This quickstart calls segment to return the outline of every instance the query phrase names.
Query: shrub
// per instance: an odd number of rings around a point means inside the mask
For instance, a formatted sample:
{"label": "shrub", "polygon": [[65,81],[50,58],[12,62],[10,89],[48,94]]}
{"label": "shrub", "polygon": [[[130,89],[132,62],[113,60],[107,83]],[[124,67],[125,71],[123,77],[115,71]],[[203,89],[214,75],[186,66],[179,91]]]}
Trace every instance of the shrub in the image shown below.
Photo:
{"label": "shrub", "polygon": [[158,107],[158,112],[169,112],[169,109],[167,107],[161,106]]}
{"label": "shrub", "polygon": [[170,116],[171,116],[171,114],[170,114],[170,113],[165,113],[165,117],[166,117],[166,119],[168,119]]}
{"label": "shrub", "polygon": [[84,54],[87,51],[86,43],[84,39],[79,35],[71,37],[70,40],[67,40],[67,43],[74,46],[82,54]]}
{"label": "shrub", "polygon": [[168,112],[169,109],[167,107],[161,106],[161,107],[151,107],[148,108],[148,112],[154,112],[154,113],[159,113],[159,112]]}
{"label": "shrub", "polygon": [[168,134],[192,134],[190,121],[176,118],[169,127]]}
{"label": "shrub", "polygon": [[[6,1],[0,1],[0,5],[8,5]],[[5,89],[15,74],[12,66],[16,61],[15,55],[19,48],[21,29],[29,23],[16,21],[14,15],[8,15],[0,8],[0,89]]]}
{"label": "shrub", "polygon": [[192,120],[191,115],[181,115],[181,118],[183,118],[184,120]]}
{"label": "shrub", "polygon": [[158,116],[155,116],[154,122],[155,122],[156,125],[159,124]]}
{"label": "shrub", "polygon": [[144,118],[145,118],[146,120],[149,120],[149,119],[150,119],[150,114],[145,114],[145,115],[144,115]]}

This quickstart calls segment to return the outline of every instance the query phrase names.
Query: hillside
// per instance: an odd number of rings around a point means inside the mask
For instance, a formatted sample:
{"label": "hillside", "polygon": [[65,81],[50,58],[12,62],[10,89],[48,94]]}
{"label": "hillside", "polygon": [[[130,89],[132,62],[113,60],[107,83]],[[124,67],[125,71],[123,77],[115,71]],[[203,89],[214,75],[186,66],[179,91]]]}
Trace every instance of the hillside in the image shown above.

◆ YOUR GOAL ◆
As the exercise requires, copy out the data shown above word for word.

◆ RESULT ◆
This quickstart calls segment to return the outline of every instance the query phrase names.
Query: shrub
// per instance: an odd number of rings around a point means inside the mask
For instance, a formatted sample:
{"label": "shrub", "polygon": [[65,81],[50,58],[12,62],[10,89],[48,94]]}
{"label": "shrub", "polygon": [[[130,89],[132,62],[113,60],[107,83]],[[124,67],[125,71],[123,77],[115,71]],[[203,89],[214,75],[186,66],[179,91]]]}
Trace every instance of the shrub in the image shown below.
Photo:
{"label": "shrub", "polygon": [[158,107],[158,112],[169,112],[169,109],[167,107],[161,106]]}
{"label": "shrub", "polygon": [[170,116],[171,116],[171,114],[170,114],[170,113],[165,113],[165,117],[166,117],[166,119],[168,119]]}
{"label": "shrub", "polygon": [[84,54],[87,51],[86,43],[84,39],[79,35],[71,37],[70,40],[67,40],[67,43],[74,46],[82,54]]}
{"label": "shrub", "polygon": [[168,112],[169,109],[167,107],[161,106],[161,107],[151,107],[148,108],[148,112],[154,112],[154,113],[159,113],[159,112]]}
{"label": "shrub", "polygon": [[168,134],[192,134],[190,121],[176,118],[169,127]]}
{"label": "shrub", "polygon": [[[6,1],[0,1],[0,5],[8,5]],[[5,89],[15,74],[12,66],[16,61],[15,55],[19,48],[21,29],[29,23],[16,21],[14,15],[8,15],[0,8],[0,89]]]}
{"label": "shrub", "polygon": [[192,120],[191,115],[181,115],[181,118],[183,118],[184,120]]}
{"label": "shrub", "polygon": [[158,116],[155,116],[154,122],[155,122],[156,125],[159,124]]}
{"label": "shrub", "polygon": [[144,118],[145,118],[146,120],[149,120],[149,119],[150,119],[150,114],[145,114],[145,115],[144,115]]}

This quickstart calls segment to return the outline of every instance the query phrase names.
Query: hillside
// per instance: an odd number of rings around a point means inside the mask
For instance, a formatted sample:
{"label": "hillside", "polygon": [[65,81],[50,58],[12,62],[10,89],[48,94]]}
{"label": "hillside", "polygon": [[[130,89],[132,62],[113,60],[107,83]],[[124,67],[125,71],[123,77],[115,71]],[[203,89],[214,75],[186,66],[179,91]]]}
Trace every instance of the hillside in the image shown above.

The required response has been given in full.